Records:
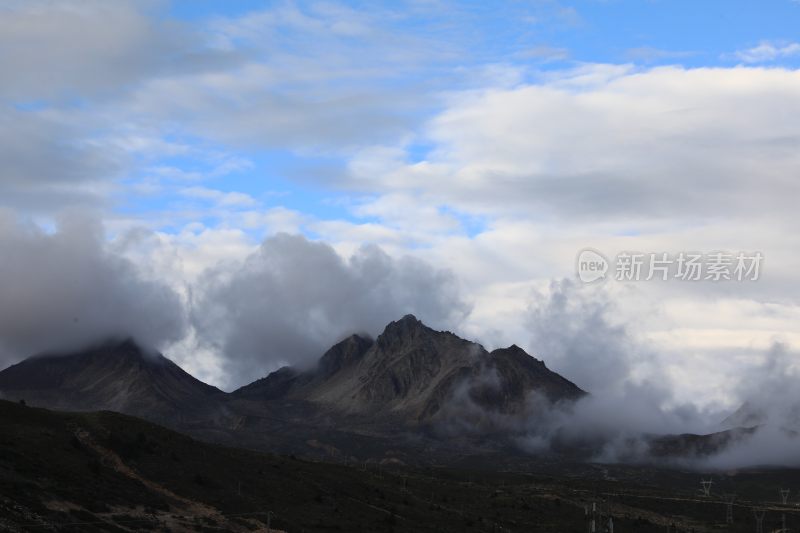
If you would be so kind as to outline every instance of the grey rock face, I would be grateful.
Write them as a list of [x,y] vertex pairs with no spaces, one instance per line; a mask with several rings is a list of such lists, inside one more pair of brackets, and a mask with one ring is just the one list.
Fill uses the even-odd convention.
[[342,413],[424,424],[464,389],[476,405],[504,414],[521,413],[531,394],[550,402],[585,394],[517,346],[489,353],[413,315],[391,322],[374,342],[348,337],[313,370],[281,369],[234,394],[304,400]]

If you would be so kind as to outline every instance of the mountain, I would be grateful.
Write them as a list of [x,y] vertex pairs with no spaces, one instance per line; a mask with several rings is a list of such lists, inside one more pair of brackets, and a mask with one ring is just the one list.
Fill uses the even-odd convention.
[[585,394],[521,348],[488,352],[412,315],[391,322],[374,340],[350,335],[312,369],[282,368],[230,394],[132,340],[38,355],[0,372],[0,397],[31,406],[116,411],[255,449],[390,454],[402,462],[423,455],[447,461],[456,449],[463,455],[506,450],[505,431],[495,430],[492,443],[476,447],[442,439],[436,428],[487,436],[486,420],[496,415],[524,419],[531,409],[549,408],[532,398],[558,403]]
[[747,400],[736,411],[726,417],[720,426],[723,429],[758,428],[771,426],[792,434],[800,433],[800,402],[789,397]]
[[0,372],[0,394],[30,405],[117,411],[167,424],[206,418],[225,396],[132,340],[30,357]]
[[767,420],[767,412],[753,402],[744,402],[736,411],[720,423],[723,429],[749,428],[763,424]]
[[[413,315],[374,340],[346,337],[312,368],[281,368],[232,393],[131,340],[39,355],[0,372],[0,398],[31,406],[116,411],[227,445],[406,464],[500,453],[518,460],[521,437],[586,394],[516,345],[489,352]],[[550,449],[564,458],[590,459],[603,446],[551,429]],[[653,457],[699,456],[751,433],[645,440]]]
[[531,395],[556,403],[585,394],[517,346],[488,352],[406,315],[374,341],[351,335],[315,368],[282,368],[233,396],[303,401],[328,412],[424,425],[454,415],[444,409],[453,402],[522,415]]

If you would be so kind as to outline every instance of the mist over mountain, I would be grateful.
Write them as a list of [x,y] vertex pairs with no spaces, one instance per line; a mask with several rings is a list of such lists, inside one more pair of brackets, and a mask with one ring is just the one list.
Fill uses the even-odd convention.
[[[577,449],[604,461],[647,460],[651,435],[759,426],[753,438],[732,442],[730,458],[718,456],[719,464],[800,460],[794,438],[800,401],[791,392],[766,392],[793,390],[789,347],[775,344],[763,365],[731,389],[747,403],[718,425],[730,413],[676,402],[658,379],[667,372],[658,366],[659,354],[617,319],[612,296],[571,280],[534,295],[525,315],[531,335],[526,345],[547,359],[544,366],[514,347],[490,352],[413,320],[384,328],[408,309],[447,327],[458,324],[470,306],[450,272],[392,258],[377,247],[348,258],[324,243],[278,235],[239,263],[207,270],[203,290],[186,298],[123,253],[124,239],[115,246],[105,242],[91,217],[67,214],[48,232],[4,216],[0,244],[8,251],[0,259],[0,279],[6,280],[0,284],[0,356],[7,362],[100,345],[110,354],[110,339],[132,339],[142,352],[155,352],[182,339],[191,326],[199,345],[217,354],[230,383],[291,365],[230,398],[221,396],[219,404],[187,399],[169,406],[175,399],[159,391],[182,387],[165,385],[166,378],[144,385],[151,375],[121,376],[102,365],[86,376],[111,372],[105,388],[89,378],[74,382],[96,385],[96,395],[68,380],[69,399],[58,398],[64,391],[57,386],[41,394],[36,387],[19,389],[29,391],[31,401],[41,397],[58,408],[120,410],[176,424],[199,417],[227,428],[239,400],[273,401],[271,409],[277,401],[299,400],[315,412],[399,420],[439,436],[503,435],[529,453]],[[326,353],[335,338],[345,340]],[[644,377],[636,375],[642,362],[651,367]],[[576,395],[567,386],[557,390],[554,376],[574,380],[576,390],[591,394]],[[127,385],[116,390],[109,383],[117,379]],[[13,381],[6,380],[9,390],[17,386]],[[201,408],[183,412],[195,404]],[[764,443],[752,444],[762,438]]]
[[0,361],[69,353],[105,339],[178,341],[184,303],[115,252],[96,219],[65,213],[52,232],[0,211]]
[[76,411],[117,411],[159,423],[207,417],[224,393],[133,340],[41,354],[0,372],[6,398]]
[[[648,429],[652,422],[642,425],[631,413],[675,415],[648,404],[620,406],[516,345],[489,352],[413,315],[390,322],[375,339],[345,337],[311,367],[284,367],[232,393],[126,340],[26,359],[0,372],[0,394],[49,408],[133,414],[260,449],[313,455],[335,442],[355,457],[405,449],[412,461],[505,449],[519,457],[743,466],[756,464],[746,450],[762,433]],[[612,408],[620,410],[617,421]],[[787,443],[796,440],[797,433],[781,431]],[[412,454],[420,446],[428,451]],[[796,457],[781,459],[794,464]]]

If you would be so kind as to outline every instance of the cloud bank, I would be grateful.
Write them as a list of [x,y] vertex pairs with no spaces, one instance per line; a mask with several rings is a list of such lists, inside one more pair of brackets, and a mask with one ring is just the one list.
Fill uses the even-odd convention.
[[785,216],[798,194],[798,94],[800,72],[781,68],[539,73],[453,95],[421,131],[423,160],[365,151],[351,185],[568,222]]
[[376,335],[407,313],[452,327],[467,313],[455,277],[411,257],[364,246],[349,258],[330,245],[278,234],[242,262],[199,280],[192,322],[243,385],[280,365],[307,365],[358,332]]
[[48,233],[0,213],[0,358],[66,352],[109,338],[148,348],[181,339],[187,319],[166,284],[110,250],[102,226],[61,217]]
[[[734,415],[680,403],[665,384],[657,347],[648,347],[621,321],[602,285],[570,279],[536,295],[528,313],[531,346],[550,368],[589,392],[574,403],[551,404],[532,393],[522,415],[490,412],[475,403],[467,383],[446,405],[442,431],[505,433],[524,451],[567,453],[597,462],[656,462],[697,469],[800,464],[800,395],[796,353],[776,343],[760,365],[740,376],[733,393],[744,406]],[[484,381],[491,384],[491,375]],[[723,421],[723,419],[725,419]],[[697,453],[679,435],[738,433],[716,451]],[[669,436],[661,440],[660,436]],[[711,442],[711,440],[709,440]],[[666,452],[666,453],[665,453]]]

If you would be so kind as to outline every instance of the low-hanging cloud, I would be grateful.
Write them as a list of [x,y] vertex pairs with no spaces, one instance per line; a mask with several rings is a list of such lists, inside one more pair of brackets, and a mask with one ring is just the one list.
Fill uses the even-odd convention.
[[[561,280],[538,295],[529,312],[532,346],[590,395],[556,406],[535,427],[524,427],[518,439],[523,448],[579,446],[600,461],[666,459],[696,468],[800,463],[796,354],[788,346],[775,343],[760,365],[742,375],[731,393],[745,406],[720,425],[720,411],[675,401],[657,348],[637,340],[629,324],[615,319],[617,312],[600,286]],[[650,365],[649,371],[637,372],[642,365]],[[752,435],[739,434],[715,453],[651,454],[651,439],[658,435],[711,434],[754,424],[760,425]]]
[[613,311],[608,295],[596,286],[553,281],[547,294],[534,295],[528,309],[531,346],[585,390],[596,394],[618,387],[630,377],[634,360],[650,354],[634,347]]
[[376,335],[413,313],[453,326],[469,311],[454,276],[411,258],[364,246],[349,258],[330,245],[278,234],[240,263],[207,271],[192,321],[226,360],[231,385],[278,365],[306,365],[352,333]]
[[536,295],[528,322],[534,351],[589,395],[525,428],[523,448],[577,446],[593,450],[595,460],[647,460],[648,436],[703,433],[719,419],[675,400],[655,349],[637,338],[601,286],[554,281]]
[[737,386],[742,407],[725,420],[724,426],[756,426],[756,430],[751,437],[709,458],[709,466],[800,464],[797,356],[788,345],[775,342],[761,364],[742,375]]
[[159,348],[186,332],[180,297],[112,253],[89,218],[48,233],[0,213],[0,250],[0,364],[109,339]]

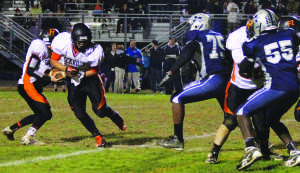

What you need to do: Copy every line above that holds the word "mountain".

Solution to this task:
If you would be so kind as to outline every instance of the mountain, I would be grateful.
If you would be so kind as to outline every instance of the mist over mountain, I would be grateful.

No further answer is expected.